::: Material shown :::

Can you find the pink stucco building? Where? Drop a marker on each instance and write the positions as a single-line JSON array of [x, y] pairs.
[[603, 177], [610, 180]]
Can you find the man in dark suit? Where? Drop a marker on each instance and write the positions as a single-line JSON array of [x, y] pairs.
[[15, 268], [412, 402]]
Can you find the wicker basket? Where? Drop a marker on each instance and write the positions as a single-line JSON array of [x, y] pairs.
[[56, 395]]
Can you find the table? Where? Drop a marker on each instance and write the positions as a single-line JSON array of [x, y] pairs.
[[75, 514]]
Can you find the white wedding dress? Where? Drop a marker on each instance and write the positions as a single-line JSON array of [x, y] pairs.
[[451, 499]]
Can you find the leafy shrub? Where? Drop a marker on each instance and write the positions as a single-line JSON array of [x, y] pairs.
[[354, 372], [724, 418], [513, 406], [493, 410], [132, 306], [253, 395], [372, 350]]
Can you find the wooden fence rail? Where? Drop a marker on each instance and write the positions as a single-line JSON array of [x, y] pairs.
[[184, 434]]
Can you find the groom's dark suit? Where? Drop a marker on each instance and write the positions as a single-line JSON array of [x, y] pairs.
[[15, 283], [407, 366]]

:::

▶ _Work request_
Set every line of the listing down word for word.

▶ _Result of the task_
Can you find the pink stucco building? Where? Drop a marker on each instance and write the positions as a single-line JSON array of [x, y] pairs.
[[603, 177], [610, 180]]
Can you find the man in dark suit? Where? Drop a marker on each instance and write the positions as a single-line JSON array of [x, y] pairs.
[[15, 268], [412, 402]]
Can you find the wicker basket? Where? Drop a marker on each instance and write the positions as a single-line JSON array of [x, y] pairs.
[[56, 395]]
Can you find the table? Where? Drop a marker on each instance and write the positions as a single-line JSON array of [x, y] pairs.
[[75, 514]]
Can you find the white wedding dress? Where? Drop a marker on each instance and write the positions as a single-line JSON array of [x, y] pairs.
[[451, 499]]
Can you find the leafy shrub? Where? Drop a marker on each instance and write the positions as a single-line JSON array of [x, y] pairs.
[[354, 372], [724, 418], [513, 406], [493, 410], [132, 306], [253, 395], [372, 350]]
Can you find the wooden fence rail? Where? Drop a marker on each instance and write the positions as a single-line JSON array of [x, y] pairs.
[[184, 434]]
Can you find the groom's dark suit? Where? Drop a marker on each instance and write the positions as a single-line JSON array of [x, y] pairs.
[[15, 283], [407, 366]]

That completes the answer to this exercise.